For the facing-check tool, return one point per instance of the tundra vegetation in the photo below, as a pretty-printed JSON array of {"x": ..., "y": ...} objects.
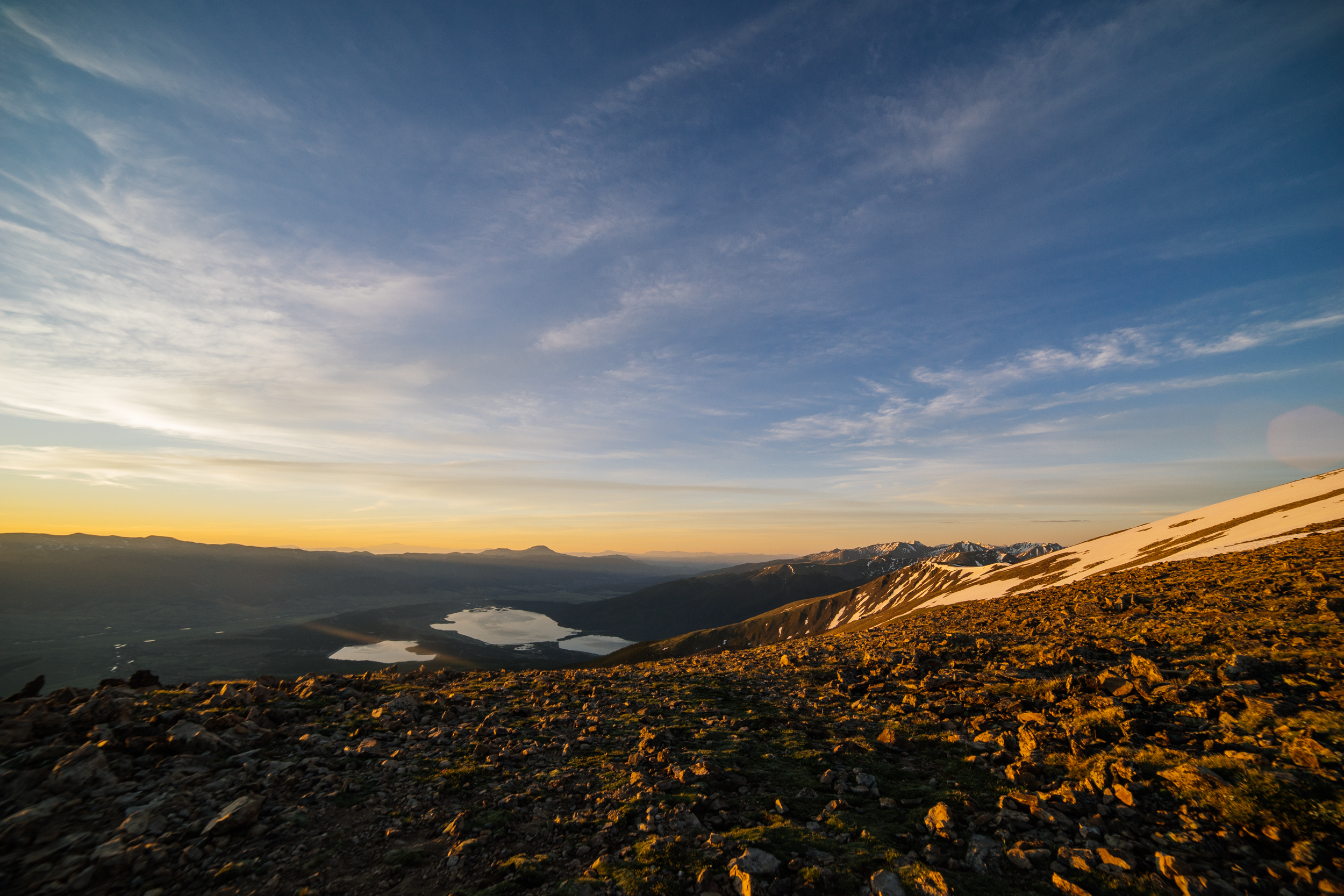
[{"x": 1171, "y": 728}]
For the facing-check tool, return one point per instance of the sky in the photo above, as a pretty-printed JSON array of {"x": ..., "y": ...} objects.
[{"x": 772, "y": 277}]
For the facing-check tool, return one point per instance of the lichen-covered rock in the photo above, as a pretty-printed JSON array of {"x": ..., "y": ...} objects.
[
  {"x": 756, "y": 862},
  {"x": 940, "y": 822},
  {"x": 240, "y": 814},
  {"x": 984, "y": 855},
  {"x": 81, "y": 769}
]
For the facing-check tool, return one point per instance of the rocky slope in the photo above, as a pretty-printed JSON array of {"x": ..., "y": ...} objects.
[
  {"x": 1170, "y": 728},
  {"x": 1315, "y": 504},
  {"x": 727, "y": 597}
]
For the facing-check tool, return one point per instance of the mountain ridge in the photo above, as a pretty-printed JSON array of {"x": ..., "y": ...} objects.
[{"x": 1264, "y": 518}]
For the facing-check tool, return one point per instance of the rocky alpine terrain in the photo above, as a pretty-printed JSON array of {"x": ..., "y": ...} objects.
[{"x": 1166, "y": 728}]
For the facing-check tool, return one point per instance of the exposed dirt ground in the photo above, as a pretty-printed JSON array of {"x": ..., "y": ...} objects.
[{"x": 1168, "y": 728}]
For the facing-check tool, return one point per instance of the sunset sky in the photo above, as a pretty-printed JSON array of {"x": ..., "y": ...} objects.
[{"x": 770, "y": 277}]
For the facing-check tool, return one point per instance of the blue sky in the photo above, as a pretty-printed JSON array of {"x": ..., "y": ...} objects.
[{"x": 775, "y": 277}]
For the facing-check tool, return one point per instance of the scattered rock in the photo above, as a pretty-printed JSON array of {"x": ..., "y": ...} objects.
[{"x": 238, "y": 814}]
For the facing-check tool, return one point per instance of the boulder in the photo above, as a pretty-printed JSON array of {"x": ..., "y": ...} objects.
[
  {"x": 81, "y": 769},
  {"x": 746, "y": 884},
  {"x": 26, "y": 819},
  {"x": 1192, "y": 777},
  {"x": 187, "y": 736},
  {"x": 984, "y": 855},
  {"x": 237, "y": 816},
  {"x": 885, "y": 883},
  {"x": 756, "y": 862},
  {"x": 939, "y": 821},
  {"x": 1146, "y": 669}
]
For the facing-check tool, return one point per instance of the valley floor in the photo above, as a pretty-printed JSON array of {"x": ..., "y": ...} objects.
[{"x": 1173, "y": 728}]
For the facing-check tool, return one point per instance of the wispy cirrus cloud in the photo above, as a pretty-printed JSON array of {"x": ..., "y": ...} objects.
[
  {"x": 968, "y": 393},
  {"x": 151, "y": 62}
]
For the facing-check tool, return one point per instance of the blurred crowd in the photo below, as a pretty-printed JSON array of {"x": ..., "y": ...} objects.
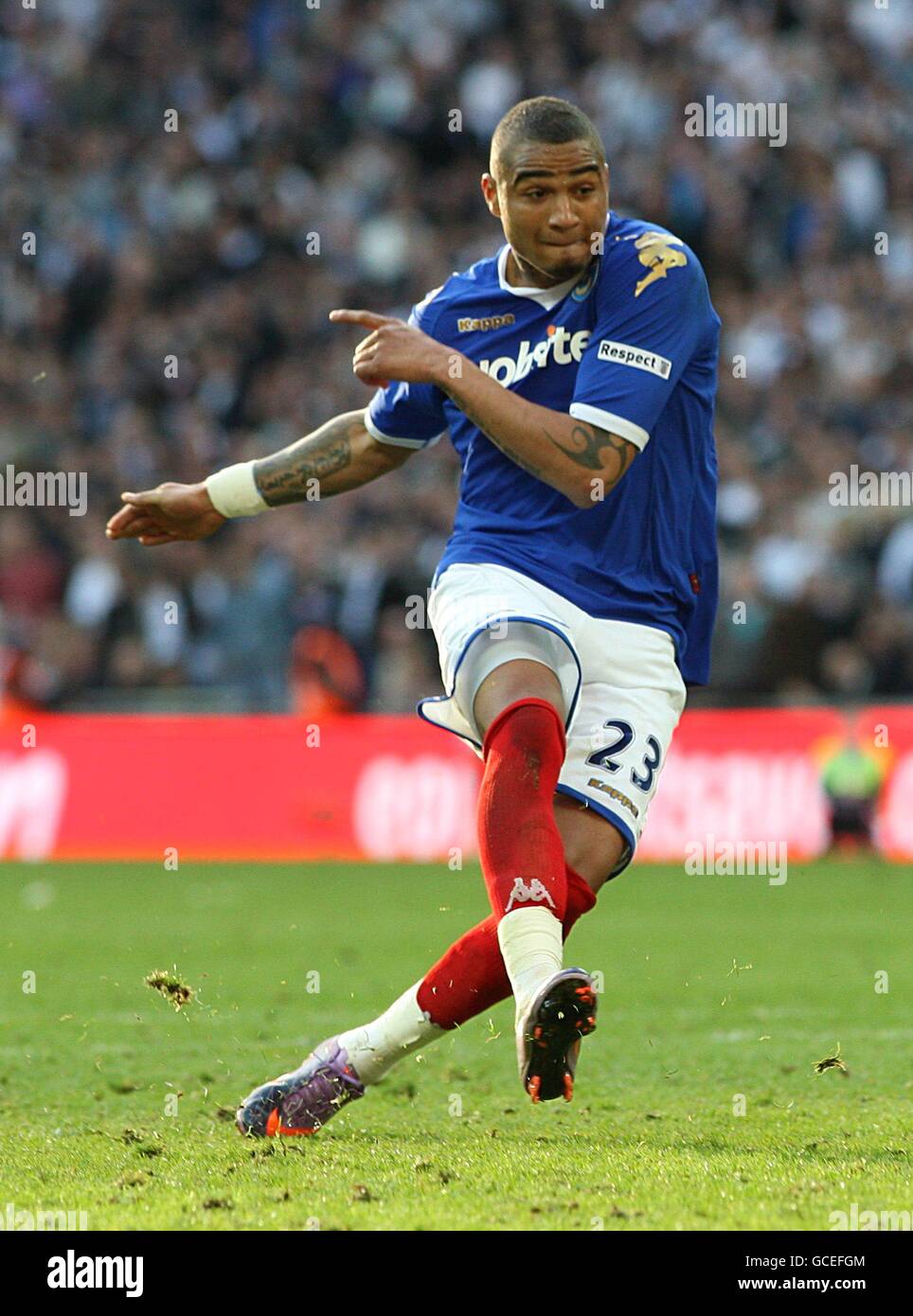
[{"x": 206, "y": 179}]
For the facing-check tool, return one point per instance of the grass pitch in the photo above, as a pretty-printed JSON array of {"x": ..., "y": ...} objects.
[{"x": 720, "y": 995}]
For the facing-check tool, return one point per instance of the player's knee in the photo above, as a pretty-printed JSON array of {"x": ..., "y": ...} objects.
[
  {"x": 592, "y": 846},
  {"x": 513, "y": 682}
]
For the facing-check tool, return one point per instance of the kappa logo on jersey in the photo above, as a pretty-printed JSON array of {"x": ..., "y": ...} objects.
[
  {"x": 561, "y": 347},
  {"x": 483, "y": 324},
  {"x": 524, "y": 894},
  {"x": 622, "y": 354}
]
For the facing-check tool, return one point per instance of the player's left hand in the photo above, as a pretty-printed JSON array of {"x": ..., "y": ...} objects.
[{"x": 394, "y": 350}]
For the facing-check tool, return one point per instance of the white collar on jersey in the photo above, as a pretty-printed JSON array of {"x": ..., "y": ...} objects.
[{"x": 546, "y": 297}]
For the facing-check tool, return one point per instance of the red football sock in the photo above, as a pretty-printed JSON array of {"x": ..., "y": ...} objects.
[
  {"x": 520, "y": 846},
  {"x": 470, "y": 977}
]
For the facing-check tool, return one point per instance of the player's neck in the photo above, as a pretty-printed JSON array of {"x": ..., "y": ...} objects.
[{"x": 521, "y": 276}]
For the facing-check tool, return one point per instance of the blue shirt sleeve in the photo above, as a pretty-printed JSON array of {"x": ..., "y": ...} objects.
[
  {"x": 652, "y": 316},
  {"x": 409, "y": 415}
]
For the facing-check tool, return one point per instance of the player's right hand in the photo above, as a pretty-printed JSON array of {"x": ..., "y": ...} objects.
[{"x": 166, "y": 515}]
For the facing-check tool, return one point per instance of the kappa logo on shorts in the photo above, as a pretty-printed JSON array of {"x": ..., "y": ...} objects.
[
  {"x": 524, "y": 893},
  {"x": 616, "y": 793}
]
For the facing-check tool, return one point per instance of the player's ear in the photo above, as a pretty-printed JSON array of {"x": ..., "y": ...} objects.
[{"x": 490, "y": 192}]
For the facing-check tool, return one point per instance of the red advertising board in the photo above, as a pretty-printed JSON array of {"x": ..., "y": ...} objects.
[{"x": 132, "y": 787}]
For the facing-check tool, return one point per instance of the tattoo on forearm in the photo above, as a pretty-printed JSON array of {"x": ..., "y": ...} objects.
[
  {"x": 588, "y": 448},
  {"x": 283, "y": 478}
]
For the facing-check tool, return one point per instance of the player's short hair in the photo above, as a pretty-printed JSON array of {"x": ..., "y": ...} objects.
[{"x": 544, "y": 118}]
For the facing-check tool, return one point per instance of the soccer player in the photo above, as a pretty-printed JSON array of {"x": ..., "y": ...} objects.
[{"x": 575, "y": 373}]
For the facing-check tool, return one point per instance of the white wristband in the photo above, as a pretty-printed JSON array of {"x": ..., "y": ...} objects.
[{"x": 233, "y": 491}]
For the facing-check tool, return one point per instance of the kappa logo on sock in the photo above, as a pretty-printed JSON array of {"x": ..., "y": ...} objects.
[{"x": 524, "y": 894}]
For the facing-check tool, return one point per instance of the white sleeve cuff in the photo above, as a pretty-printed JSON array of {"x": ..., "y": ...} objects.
[
  {"x": 233, "y": 491},
  {"x": 615, "y": 424},
  {"x": 398, "y": 442}
]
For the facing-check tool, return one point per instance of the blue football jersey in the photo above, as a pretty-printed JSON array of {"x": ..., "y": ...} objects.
[{"x": 631, "y": 347}]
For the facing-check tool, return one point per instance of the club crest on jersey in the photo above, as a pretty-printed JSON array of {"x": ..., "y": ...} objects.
[
  {"x": 560, "y": 345},
  {"x": 659, "y": 253},
  {"x": 525, "y": 893}
]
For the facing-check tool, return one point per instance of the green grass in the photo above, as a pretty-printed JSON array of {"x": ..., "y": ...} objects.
[{"x": 714, "y": 986}]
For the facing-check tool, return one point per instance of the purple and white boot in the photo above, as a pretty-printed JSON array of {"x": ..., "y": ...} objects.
[{"x": 301, "y": 1102}]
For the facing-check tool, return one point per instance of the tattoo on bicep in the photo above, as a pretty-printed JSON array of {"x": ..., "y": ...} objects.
[
  {"x": 588, "y": 448},
  {"x": 283, "y": 478}
]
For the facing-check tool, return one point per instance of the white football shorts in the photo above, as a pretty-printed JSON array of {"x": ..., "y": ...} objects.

==========

→ Work to be completed:
Repeat the line containing "of the purple" and all subsequent lines through the final line of the data, exactly and with no others.

→ Full solution:
For the facing-check tool, return one point per instance of the purple and white boot in the photo above, as a pretty-printed JSON array of {"x": ..., "y": ...} objects.
[{"x": 301, "y": 1102}]
For the facing-check tool, return one point per instance of the tattoo on bicep in the photo above, as a pretty-printed JSON array of {"x": ..., "y": ...} objects.
[
  {"x": 588, "y": 448},
  {"x": 283, "y": 478}
]
For the facing-check tool, return one point per instance of the white football shorts in the photo above, as a pretty-printed JSON array of {"x": ..., "y": ...} objects.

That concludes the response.